(Source records)
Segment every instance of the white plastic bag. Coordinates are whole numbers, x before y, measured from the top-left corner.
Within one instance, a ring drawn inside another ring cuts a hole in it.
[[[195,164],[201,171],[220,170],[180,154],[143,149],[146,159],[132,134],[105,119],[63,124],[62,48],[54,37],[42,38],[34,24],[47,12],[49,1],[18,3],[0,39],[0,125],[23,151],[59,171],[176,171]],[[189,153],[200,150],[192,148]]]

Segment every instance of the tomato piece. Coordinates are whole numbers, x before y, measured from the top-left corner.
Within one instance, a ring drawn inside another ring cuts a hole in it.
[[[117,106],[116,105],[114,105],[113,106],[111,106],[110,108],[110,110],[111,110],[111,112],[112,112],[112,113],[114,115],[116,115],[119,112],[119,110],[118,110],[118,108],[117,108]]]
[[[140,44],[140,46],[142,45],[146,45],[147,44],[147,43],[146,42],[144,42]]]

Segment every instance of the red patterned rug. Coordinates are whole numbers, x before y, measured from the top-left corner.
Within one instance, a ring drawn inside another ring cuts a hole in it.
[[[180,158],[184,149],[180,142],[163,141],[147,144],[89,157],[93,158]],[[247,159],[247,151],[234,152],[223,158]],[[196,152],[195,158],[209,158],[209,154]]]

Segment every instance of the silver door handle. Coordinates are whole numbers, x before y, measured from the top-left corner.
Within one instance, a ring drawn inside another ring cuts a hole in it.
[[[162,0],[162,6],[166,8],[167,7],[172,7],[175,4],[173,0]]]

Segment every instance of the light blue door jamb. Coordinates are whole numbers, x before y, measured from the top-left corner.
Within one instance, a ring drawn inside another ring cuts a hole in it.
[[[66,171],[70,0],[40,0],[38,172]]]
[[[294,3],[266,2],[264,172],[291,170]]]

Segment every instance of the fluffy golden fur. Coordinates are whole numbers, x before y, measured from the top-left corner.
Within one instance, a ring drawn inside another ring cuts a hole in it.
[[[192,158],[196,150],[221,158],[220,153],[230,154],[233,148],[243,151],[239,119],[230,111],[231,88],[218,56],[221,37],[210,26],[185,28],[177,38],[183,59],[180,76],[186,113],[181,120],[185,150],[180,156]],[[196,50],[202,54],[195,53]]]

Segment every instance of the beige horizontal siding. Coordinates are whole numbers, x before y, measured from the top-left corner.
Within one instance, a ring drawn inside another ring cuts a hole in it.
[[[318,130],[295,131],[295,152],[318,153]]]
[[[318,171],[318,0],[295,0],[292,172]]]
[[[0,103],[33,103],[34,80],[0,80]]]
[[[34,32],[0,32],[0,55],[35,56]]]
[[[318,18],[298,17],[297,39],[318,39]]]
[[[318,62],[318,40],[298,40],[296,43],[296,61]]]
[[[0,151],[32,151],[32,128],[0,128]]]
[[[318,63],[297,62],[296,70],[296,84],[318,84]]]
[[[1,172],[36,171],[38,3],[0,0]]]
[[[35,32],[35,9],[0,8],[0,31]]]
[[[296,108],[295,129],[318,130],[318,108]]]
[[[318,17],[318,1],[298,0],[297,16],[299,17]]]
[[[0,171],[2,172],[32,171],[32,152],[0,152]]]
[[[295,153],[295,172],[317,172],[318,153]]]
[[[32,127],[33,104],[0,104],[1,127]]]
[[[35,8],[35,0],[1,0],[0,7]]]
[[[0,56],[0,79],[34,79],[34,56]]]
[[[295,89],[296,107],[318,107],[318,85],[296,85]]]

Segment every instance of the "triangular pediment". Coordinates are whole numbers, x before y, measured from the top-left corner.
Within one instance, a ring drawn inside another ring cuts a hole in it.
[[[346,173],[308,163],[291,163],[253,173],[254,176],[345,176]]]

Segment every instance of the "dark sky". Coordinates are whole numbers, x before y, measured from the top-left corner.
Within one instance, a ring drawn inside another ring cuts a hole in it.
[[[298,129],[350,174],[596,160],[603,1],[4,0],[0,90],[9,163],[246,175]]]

● **Exercise**: Update every one of the entries above so that "top-left corner" reads "upper-left corner" wherever it occurs, keeping all other text the same.

● **Answer to this task**:
Segment every instance of the white plastic bag. Coordinates are whole numbers, x before y, measured from the upper-left corner.
Within one instance, a ring drawn inside another ring cuts a hole in it.
[[[195,164],[201,171],[220,170],[180,154],[143,149],[146,159],[132,134],[105,119],[63,124],[62,48],[54,37],[42,38],[34,24],[47,12],[49,1],[18,3],[0,39],[0,125],[23,151],[59,171],[176,171]],[[189,153],[200,150],[192,148]]]

Segment every instance of the tomato piece. Coordinates are whole numbers, x before y, measured from the upper-left corner.
Within one instance, a ring drawn inside another ring cuts a hole in it.
[[[117,106],[116,105],[114,105],[113,106],[111,106],[110,108],[110,110],[111,110],[111,112],[112,112],[112,113],[114,115],[116,115],[119,112],[119,110],[118,110],[118,108],[117,108]]]
[[[140,44],[140,46],[142,45],[146,45],[147,44],[147,43],[146,42],[144,42]]]

Segment every instance of the red patterned rug. Coordinates are whole numbers, x before y, measured from the upper-left corner.
Within one instance, a ring drawn inside another ring cuts a hole in it.
[[[180,158],[184,149],[180,142],[163,141],[147,144],[89,157],[93,158]],[[247,159],[247,151],[234,152],[223,158]],[[196,152],[195,158],[209,158],[209,154]]]

Segment every instance of the silver door handle. Coordinates are whole numbers, x before y, measured from the upper-left corner.
Within one instance, a ring drawn inside another ring cuts a hole in it.
[[[162,0],[162,6],[166,8],[167,7],[172,7],[175,4],[173,0]]]

Segment every instance of the light blue door jamb. Coordinates are whole numbers, x before y, measured from the upper-left corner.
Within one instance, a ring drawn inside another ring cuts a hole in it.
[[[66,171],[70,0],[40,0],[38,172]]]
[[[294,3],[266,2],[264,172],[291,170]]]

Segment every instance of the fluffy golden fur. Coordinates are whole numbers, x before y, measured from the upper-left corner.
Within one instance, a ring drawn inside another ring cuts a hole in it.
[[[192,158],[196,150],[221,158],[220,153],[230,154],[233,148],[243,151],[239,119],[230,111],[231,88],[218,56],[221,37],[210,26],[185,28],[177,38],[183,59],[180,76],[186,113],[181,120],[185,150],[180,156]],[[196,50],[202,54],[195,53]]]

Segment every instance of the beige horizontal siding. Coordinates are whole numbers, x before y, measured from the upper-left corner.
Within one instance, a ring drawn inside another ring cuts a hole in it.
[[[318,130],[295,131],[295,152],[318,153]]]
[[[318,171],[318,0],[295,0],[292,172]]]
[[[0,103],[33,103],[34,80],[0,80]]]
[[[34,32],[0,32],[0,55],[35,56]]]
[[[318,18],[298,17],[297,39],[318,39]]]
[[[318,62],[318,40],[298,40],[296,43],[296,61]]]
[[[0,151],[32,151],[32,128],[0,128]]]
[[[318,63],[297,62],[296,70],[296,84],[318,84]]]
[[[1,172],[36,171],[38,3],[0,0]]]
[[[35,32],[35,9],[0,8],[0,31]]]
[[[296,108],[295,129],[318,130],[318,108]]]
[[[318,17],[318,1],[298,0],[297,16],[299,17]]]
[[[0,171],[2,172],[32,171],[32,152],[0,152]]]
[[[295,153],[295,172],[317,172],[318,153]]]
[[[32,127],[33,104],[0,104],[1,127]]]
[[[35,8],[35,0],[1,0],[0,7]]]
[[[0,56],[0,79],[34,79],[34,56]]]
[[[295,89],[296,107],[318,107],[318,85],[296,85]]]

Segment every instance of the "triangular pediment". Coordinates are whole numbers, x before y, measured from the upper-left corner.
Within one instance, a ring drawn inside another ring cuts a hole in it.
[[[346,173],[308,163],[291,163],[253,173],[254,176],[345,176]]]

Segment every instance of the "dark sky". Coordinates are whole numbers, x before y, measured from the upper-left corner.
Within one instance, a ring drawn inside another ring cuts a hole in it.
[[[298,129],[350,174],[596,160],[603,1],[4,0],[0,90],[9,163],[246,175]]]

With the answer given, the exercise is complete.